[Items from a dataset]
***

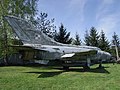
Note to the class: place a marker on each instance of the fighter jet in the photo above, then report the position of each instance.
(43, 49)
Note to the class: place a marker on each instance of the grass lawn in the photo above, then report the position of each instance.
(47, 78)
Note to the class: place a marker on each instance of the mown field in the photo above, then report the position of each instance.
(52, 78)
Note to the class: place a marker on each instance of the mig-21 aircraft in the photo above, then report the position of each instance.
(41, 48)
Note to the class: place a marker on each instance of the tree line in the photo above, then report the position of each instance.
(27, 9)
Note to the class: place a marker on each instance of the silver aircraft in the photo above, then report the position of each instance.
(41, 48)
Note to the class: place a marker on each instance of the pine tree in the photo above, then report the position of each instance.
(62, 36)
(86, 40)
(45, 25)
(115, 40)
(103, 42)
(19, 8)
(93, 37)
(77, 40)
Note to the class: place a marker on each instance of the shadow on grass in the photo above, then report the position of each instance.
(47, 74)
(93, 70)
(44, 74)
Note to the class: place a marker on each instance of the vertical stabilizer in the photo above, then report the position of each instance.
(27, 33)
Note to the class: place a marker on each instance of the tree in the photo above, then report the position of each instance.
(86, 40)
(93, 37)
(77, 40)
(115, 40)
(62, 36)
(103, 42)
(115, 45)
(45, 25)
(20, 8)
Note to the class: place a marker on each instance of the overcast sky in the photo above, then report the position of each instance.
(81, 15)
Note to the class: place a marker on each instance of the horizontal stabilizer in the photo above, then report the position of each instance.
(68, 55)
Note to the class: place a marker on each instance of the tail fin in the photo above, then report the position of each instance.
(27, 33)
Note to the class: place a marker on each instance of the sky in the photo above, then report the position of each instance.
(80, 15)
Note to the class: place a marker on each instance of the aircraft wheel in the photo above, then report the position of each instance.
(86, 67)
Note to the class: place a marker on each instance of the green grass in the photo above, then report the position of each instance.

***

* [Given task]
Starting at the line that contains "of the horizontal" and ending at the last line of the listing, can you rescale every line, repeating the text lines too, so that each coordinate in the point pairs is multiplied by 0.5 and rounded to a whole number, with halves rounded up?

* [Exercise output]
Note to the class: place a marker on each instance of the horizontal stabilizer in the photo above, then report the position of each instance.
(34, 28)
Note to the class: place a marker on each instance of the tail fin in the photo above, then report the position of each instance.
(14, 17)
Note to the class: place a marker on each instance of the sky in the photo above, then report the position of each instance.
(40, 8)
Note to the class: place a marker on each instance of the aircraft wheel in the photo above, then report the position of each instance.
(43, 34)
Note to the class: place a marker on each instance of the green grass in the photo above, then report the position of each instance.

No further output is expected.